→ **Données fournies**
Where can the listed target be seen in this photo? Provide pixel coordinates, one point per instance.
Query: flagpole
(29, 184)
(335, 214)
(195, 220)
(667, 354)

→ **À faire**
Disposez les lignes ci-dessus en un tableau Markdown à deux colonnes, « N° » pour le numéro de chaque ligne et « Texte » pour la ligne elle-même. Laissez de côté les lignes vides.

→ **Résultat attendu**
| N° | Texte |
|---|---|
| 1 | Where can the listed target be seen in this photo? Provide pixel coordinates, one point per instance. |
| 2 | Query: flagpole |
| 3 | (29, 184) |
| 4 | (335, 214) |
| 5 | (195, 220) |
| 6 | (667, 354) |